An air ambulance landed at the scene, but the boy, who lives with his family in Crawley, was subsequently taken to St Georges Hospital. Tooting, South London, by road.

The 38-year old Crawley woman who was driving the car was unhurt.

Road closures were in place at Gossops Drive and Ifield roundabout whilst the boy was taken to hospital and the scene was examined by police investigators.

A Sussex Police spokesman said; “We are asking anyone who saw what happened to contact our Road Policing Unit at Haywards Heath via 0845 60 70 999 quoting Operation Fraser.”

Finally from The Argus (6 April 2011)

A man has been charged with causing the death of a 28-year-old passenger by dangerous driving in a crash in central Brighton.

Jonathan Wenham, 40 of Ridgeside Avenue, Brighton was charged on Tuesday with causing the death of Nicholas Messenger, 28, of Old Kent Road, London.

Mr Messenger was a passenger in a BMW which collided with a tree in Grand Parade on January 21.

Wenham was also charged with driving with excess alcohol, making a false statement to obtain insurance and failing to stop at the scene of an accident.

He has been bailed to appear at Brighton Magistrates’ Court on April 21.

6 thoughts on “Local News”

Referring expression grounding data
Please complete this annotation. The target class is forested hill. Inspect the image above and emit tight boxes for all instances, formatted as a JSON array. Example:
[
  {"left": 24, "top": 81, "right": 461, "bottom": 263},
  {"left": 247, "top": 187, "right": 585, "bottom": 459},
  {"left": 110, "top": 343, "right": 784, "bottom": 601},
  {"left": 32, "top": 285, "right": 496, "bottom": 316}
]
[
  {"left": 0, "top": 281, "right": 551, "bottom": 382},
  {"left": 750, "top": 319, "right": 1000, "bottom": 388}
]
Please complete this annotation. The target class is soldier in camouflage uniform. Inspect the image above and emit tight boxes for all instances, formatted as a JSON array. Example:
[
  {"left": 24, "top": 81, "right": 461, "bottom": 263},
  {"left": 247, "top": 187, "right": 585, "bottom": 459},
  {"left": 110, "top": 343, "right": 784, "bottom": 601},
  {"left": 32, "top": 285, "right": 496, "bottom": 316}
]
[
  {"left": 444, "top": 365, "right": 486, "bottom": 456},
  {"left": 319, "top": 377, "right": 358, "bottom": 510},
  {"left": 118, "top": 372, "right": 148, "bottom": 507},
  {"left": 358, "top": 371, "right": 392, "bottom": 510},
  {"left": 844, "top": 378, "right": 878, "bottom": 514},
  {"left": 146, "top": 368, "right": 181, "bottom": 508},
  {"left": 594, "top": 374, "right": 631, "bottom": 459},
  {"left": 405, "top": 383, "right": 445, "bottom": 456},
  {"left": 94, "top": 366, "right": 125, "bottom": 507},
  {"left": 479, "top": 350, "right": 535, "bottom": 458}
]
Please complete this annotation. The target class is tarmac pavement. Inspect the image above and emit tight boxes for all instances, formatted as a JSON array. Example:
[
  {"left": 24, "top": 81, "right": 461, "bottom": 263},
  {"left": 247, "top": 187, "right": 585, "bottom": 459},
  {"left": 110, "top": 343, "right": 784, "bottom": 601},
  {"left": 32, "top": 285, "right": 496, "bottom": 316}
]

CHECK YOUR UNDERSTANDING
1. Using the road crash news text, answer each question:
(a) How old was the woman who was driving the car in Crawley?
(b) What operation name should witnesses quote when contacting the Road Policing Unit?
(c) At which court, and on what date, is Wenham due to appear?
2. Pick up the road crash news text after its final line and keep writing.

ANSWERS TO THE EXERCISES
1.
(a) 38
(b) Operation Fraser
(c) Brighton Magistrates’ Court, on April 21

2.
  1. Someone should tell The Argus that unless a tree is Tolkienesque, it cannot be involved in a collision. Our style guide here (which is ignored a lot, it must be said) states that collisions / collidings are between two moving objects, and we’re talking more than yer average tree rustles.

    Looking forward to the Street Talk; illness forced me to miss the last one and I’ll be blowed if it makes me miss this one too.

  2. And meanwhile, the solution to congestion in West Sussex is to… build more roads.

    That’s always worked, hasn’t it?

    Discussions on a notorious West Sussex bottleneck are to be held on Friday.

    Nick Herbert, Arundel and South Downs MP, will be meeting with Arun District Council and West Sussex County Council in Littlehampton on April 8 to discuss the A27 and, in particular, the need for an Arundel bypass

    The stupid thing is that Arundel already has a bypass. It’s a single carriageway road, that does, admittedly, get very busy at peak hours, although obviously not intolerably so, otherwise people would have stopped using it, or would have switched to using a bike or the train.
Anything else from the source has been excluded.